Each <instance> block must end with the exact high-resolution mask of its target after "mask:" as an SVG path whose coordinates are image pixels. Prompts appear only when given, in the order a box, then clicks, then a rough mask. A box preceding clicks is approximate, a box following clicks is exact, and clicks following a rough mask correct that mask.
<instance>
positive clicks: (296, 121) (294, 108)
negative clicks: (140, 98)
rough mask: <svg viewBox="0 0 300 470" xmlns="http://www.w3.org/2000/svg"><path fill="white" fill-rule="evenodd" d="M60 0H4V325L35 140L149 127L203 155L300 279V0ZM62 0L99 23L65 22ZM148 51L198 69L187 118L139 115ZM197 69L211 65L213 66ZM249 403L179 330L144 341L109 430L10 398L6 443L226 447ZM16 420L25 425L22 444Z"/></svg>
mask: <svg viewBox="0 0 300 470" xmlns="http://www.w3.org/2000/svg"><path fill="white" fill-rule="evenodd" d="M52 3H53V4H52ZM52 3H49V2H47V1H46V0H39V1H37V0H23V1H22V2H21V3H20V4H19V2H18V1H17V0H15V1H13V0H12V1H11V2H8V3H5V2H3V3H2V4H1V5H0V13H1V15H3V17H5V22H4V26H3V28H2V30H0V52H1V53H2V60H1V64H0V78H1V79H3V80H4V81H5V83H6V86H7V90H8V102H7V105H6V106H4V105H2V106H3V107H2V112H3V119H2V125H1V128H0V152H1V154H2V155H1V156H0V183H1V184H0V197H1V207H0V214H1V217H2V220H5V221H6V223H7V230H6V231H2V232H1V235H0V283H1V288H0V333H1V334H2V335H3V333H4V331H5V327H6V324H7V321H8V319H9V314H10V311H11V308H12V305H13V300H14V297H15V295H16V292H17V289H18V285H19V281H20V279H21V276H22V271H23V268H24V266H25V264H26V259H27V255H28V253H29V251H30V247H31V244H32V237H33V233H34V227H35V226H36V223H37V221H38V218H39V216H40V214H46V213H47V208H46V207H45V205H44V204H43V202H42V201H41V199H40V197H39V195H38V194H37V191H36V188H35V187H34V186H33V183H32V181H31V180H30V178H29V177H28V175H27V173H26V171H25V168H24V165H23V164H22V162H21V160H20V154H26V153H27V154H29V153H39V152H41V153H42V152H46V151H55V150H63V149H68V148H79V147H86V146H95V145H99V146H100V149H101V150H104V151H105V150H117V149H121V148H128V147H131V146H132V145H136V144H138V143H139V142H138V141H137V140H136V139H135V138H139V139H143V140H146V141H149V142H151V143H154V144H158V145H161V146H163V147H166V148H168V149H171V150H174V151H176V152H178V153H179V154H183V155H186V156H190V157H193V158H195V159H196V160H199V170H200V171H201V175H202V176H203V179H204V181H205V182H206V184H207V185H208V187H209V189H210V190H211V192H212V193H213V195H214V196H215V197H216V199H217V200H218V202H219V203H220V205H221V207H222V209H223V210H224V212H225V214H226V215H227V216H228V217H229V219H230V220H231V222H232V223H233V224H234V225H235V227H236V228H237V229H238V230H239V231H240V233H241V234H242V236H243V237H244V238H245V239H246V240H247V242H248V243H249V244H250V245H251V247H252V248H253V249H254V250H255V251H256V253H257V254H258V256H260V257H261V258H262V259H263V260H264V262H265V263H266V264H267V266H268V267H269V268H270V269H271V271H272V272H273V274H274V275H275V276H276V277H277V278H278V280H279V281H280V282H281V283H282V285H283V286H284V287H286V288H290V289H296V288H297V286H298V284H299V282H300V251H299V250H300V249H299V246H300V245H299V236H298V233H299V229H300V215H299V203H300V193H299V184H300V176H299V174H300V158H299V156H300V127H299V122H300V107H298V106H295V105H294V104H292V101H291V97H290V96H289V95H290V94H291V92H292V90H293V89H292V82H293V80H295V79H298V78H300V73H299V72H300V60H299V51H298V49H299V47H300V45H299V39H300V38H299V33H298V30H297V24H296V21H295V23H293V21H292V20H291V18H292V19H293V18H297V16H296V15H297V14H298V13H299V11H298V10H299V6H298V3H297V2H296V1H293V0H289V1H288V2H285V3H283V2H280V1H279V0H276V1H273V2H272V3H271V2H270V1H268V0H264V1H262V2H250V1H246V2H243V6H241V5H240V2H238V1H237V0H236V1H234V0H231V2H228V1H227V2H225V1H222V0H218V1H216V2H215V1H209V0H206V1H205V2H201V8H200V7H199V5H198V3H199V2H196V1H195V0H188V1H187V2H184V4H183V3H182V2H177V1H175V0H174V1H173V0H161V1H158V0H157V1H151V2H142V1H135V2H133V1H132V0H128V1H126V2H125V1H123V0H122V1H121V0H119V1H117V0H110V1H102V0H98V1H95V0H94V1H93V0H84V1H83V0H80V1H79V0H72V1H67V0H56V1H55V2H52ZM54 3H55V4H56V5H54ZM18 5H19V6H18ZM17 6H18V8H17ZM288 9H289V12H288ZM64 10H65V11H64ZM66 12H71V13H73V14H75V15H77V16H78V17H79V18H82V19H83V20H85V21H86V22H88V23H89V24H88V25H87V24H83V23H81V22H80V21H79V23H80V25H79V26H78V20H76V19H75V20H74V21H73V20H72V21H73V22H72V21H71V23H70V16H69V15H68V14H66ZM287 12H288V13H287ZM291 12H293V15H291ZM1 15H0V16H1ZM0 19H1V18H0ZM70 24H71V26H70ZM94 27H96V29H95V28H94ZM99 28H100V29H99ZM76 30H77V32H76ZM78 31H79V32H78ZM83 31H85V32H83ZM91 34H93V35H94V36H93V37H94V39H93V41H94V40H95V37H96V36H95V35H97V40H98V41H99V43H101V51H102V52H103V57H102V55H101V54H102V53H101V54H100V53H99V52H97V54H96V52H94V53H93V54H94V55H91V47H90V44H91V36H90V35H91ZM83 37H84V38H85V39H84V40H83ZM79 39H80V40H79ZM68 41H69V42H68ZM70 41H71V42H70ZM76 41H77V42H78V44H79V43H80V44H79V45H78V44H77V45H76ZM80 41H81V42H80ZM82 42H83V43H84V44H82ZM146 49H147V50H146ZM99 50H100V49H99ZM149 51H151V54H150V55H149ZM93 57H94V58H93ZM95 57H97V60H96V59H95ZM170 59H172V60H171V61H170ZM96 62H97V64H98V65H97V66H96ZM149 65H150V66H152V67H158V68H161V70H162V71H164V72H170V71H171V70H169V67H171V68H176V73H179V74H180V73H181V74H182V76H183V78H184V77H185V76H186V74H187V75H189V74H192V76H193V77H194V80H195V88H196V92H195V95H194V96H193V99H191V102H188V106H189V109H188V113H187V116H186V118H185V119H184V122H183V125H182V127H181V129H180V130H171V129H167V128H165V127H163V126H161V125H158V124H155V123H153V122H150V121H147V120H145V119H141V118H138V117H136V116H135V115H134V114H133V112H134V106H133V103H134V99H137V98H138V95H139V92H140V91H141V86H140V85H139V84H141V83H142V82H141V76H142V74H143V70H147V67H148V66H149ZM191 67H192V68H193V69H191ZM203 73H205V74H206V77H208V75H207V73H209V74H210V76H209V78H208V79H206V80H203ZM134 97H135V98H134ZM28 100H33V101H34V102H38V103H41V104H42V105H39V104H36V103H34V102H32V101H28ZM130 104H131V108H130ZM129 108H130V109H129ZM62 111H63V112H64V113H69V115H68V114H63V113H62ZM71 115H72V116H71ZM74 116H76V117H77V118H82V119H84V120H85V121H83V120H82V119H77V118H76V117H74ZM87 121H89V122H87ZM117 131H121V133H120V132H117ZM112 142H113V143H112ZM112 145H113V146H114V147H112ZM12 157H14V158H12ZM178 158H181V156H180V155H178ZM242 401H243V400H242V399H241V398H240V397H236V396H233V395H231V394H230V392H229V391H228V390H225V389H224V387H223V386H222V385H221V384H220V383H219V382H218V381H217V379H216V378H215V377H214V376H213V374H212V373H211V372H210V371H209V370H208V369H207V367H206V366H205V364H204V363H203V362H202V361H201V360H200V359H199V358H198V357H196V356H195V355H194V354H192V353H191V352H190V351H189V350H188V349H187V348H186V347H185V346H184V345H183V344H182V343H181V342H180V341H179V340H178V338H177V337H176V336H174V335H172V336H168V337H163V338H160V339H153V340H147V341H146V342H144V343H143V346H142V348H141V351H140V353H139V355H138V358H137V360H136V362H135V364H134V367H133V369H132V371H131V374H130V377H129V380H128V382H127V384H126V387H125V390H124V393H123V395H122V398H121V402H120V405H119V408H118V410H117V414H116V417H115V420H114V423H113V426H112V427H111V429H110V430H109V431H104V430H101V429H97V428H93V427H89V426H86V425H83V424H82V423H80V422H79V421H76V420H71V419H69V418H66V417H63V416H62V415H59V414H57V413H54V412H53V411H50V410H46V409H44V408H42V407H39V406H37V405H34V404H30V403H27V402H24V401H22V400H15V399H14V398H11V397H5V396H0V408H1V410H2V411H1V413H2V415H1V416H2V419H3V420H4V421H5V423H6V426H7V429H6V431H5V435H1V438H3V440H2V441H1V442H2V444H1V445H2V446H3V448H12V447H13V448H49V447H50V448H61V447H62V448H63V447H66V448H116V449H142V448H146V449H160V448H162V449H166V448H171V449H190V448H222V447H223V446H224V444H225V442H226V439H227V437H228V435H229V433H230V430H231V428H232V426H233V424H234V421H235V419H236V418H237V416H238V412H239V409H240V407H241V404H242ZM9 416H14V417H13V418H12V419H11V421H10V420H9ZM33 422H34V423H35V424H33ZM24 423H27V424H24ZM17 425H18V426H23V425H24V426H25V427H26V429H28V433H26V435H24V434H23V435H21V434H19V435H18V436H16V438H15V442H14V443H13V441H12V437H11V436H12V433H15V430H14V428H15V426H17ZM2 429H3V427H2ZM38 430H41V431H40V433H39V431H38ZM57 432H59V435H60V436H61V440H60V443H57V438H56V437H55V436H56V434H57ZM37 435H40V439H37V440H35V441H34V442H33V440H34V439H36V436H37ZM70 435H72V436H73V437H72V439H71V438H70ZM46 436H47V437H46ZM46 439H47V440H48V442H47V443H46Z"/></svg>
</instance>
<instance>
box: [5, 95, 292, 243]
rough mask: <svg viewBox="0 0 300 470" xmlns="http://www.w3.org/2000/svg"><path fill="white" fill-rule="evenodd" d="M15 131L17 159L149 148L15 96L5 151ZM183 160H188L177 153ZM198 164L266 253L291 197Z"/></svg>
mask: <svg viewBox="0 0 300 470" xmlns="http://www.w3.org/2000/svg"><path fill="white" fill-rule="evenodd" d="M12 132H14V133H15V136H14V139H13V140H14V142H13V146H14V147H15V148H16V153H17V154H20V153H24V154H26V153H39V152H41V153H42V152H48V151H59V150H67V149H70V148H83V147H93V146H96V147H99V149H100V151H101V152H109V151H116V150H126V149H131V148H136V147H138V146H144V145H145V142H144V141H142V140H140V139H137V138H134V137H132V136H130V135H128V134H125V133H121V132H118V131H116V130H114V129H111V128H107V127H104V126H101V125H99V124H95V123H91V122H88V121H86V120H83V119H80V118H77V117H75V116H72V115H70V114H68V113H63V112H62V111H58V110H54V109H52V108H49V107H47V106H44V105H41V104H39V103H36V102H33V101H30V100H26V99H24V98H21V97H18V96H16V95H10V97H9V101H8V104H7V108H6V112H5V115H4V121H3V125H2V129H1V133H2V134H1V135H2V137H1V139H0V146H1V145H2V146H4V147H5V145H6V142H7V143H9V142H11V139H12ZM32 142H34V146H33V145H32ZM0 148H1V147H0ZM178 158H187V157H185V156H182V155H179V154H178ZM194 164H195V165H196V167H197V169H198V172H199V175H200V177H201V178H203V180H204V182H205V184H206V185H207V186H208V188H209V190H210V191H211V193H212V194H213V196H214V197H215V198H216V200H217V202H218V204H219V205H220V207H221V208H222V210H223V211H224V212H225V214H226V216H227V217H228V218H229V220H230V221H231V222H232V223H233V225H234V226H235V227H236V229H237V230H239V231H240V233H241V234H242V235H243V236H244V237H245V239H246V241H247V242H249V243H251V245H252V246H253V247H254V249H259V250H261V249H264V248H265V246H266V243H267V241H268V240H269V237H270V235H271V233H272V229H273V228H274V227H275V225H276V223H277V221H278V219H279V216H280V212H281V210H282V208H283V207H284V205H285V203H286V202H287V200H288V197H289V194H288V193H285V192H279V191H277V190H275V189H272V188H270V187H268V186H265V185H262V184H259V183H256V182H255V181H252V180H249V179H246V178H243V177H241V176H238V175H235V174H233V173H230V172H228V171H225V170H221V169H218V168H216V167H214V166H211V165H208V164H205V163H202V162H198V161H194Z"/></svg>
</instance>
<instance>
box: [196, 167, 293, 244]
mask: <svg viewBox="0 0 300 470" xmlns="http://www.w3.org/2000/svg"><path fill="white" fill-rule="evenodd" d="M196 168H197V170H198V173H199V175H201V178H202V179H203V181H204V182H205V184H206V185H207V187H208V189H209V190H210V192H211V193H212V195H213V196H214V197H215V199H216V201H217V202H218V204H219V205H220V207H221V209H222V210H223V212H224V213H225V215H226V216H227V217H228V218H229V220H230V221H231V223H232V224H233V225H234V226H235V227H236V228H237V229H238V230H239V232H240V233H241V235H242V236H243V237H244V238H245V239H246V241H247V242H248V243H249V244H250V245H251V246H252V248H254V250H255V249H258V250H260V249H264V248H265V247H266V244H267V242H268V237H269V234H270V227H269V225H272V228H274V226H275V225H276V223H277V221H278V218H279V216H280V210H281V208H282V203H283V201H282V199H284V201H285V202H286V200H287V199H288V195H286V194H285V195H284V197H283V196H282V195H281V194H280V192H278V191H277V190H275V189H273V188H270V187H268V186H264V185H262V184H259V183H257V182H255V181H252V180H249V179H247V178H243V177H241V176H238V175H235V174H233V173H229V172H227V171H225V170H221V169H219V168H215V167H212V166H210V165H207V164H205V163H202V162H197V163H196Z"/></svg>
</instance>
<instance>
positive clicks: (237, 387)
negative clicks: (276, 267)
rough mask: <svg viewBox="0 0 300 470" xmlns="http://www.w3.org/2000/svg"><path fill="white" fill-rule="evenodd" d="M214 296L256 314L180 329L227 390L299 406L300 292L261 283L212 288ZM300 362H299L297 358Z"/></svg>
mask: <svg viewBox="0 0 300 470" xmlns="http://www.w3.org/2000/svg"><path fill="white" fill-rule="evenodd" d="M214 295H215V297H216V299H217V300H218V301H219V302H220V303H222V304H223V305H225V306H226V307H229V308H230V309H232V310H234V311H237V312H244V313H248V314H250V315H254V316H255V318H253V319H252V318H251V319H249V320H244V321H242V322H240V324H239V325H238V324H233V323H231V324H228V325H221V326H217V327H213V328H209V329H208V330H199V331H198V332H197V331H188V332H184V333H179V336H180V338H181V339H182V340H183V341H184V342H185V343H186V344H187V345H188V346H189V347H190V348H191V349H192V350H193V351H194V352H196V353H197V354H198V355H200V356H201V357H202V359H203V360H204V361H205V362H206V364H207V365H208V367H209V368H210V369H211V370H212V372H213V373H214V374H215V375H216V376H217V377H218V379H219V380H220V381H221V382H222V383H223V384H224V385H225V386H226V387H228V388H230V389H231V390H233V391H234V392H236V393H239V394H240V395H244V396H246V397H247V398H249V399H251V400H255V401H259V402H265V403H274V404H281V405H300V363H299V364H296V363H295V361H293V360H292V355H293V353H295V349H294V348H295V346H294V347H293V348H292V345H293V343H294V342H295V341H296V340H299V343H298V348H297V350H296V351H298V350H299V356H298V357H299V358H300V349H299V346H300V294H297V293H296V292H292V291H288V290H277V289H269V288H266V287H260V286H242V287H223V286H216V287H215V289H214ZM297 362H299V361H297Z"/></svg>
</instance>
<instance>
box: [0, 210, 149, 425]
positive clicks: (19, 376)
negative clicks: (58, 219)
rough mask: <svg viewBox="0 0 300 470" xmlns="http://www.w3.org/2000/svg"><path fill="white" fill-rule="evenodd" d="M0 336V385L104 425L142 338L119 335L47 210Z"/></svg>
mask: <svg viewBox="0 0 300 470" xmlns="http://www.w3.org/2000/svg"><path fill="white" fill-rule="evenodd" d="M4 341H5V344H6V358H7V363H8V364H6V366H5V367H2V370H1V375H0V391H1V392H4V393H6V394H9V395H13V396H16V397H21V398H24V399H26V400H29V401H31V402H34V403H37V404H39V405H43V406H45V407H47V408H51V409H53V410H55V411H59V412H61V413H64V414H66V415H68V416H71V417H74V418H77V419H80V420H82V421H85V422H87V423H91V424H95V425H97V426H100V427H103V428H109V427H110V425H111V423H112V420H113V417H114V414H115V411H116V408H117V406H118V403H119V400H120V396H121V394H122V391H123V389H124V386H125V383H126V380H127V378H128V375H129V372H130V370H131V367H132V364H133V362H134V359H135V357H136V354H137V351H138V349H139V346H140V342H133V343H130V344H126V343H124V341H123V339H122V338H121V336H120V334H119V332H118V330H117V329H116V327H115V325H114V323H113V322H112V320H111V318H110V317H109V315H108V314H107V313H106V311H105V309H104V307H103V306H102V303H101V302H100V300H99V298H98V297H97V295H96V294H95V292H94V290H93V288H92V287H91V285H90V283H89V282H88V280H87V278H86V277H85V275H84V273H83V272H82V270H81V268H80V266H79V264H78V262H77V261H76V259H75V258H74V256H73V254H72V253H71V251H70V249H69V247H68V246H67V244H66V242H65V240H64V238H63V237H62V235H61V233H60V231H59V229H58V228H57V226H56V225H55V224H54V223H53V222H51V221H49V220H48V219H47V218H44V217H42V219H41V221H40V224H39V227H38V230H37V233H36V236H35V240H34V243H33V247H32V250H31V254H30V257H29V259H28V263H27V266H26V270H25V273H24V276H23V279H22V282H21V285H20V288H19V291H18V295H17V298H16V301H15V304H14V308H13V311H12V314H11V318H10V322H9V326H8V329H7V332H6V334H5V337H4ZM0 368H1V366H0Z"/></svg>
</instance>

***

- **EXERCISE REQUIREMENTS**: Reproduce the lines verbatim, beginning with the first line and stopping after the line that contains "0H4V325L35 140L149 127L203".

- **OUTPUT**:
Each <instance> block must end with the exact high-resolution mask of its target after "mask:" as an SVG path whose coordinates are image pixels. Prompts appear only when given, in the order a box, then clicks, then a rough mask. A box preceding clicks is approximate, a box following clicks is exact, and clicks following a rough mask correct that mask.
<instance>
positive clicks: (296, 121) (294, 108)
negative clicks: (140, 98)
rough mask: <svg viewBox="0 0 300 470" xmlns="http://www.w3.org/2000/svg"><path fill="white" fill-rule="evenodd" d="M60 0H4V325L35 140L149 127L203 155L300 279V0ZM62 0L99 23L65 22ZM148 51L198 69L187 118L139 115ZM197 69L211 65L213 66ZM249 403L179 330L144 341L109 430L10 398L6 443L226 447ZM16 420L25 425L22 444Z"/></svg>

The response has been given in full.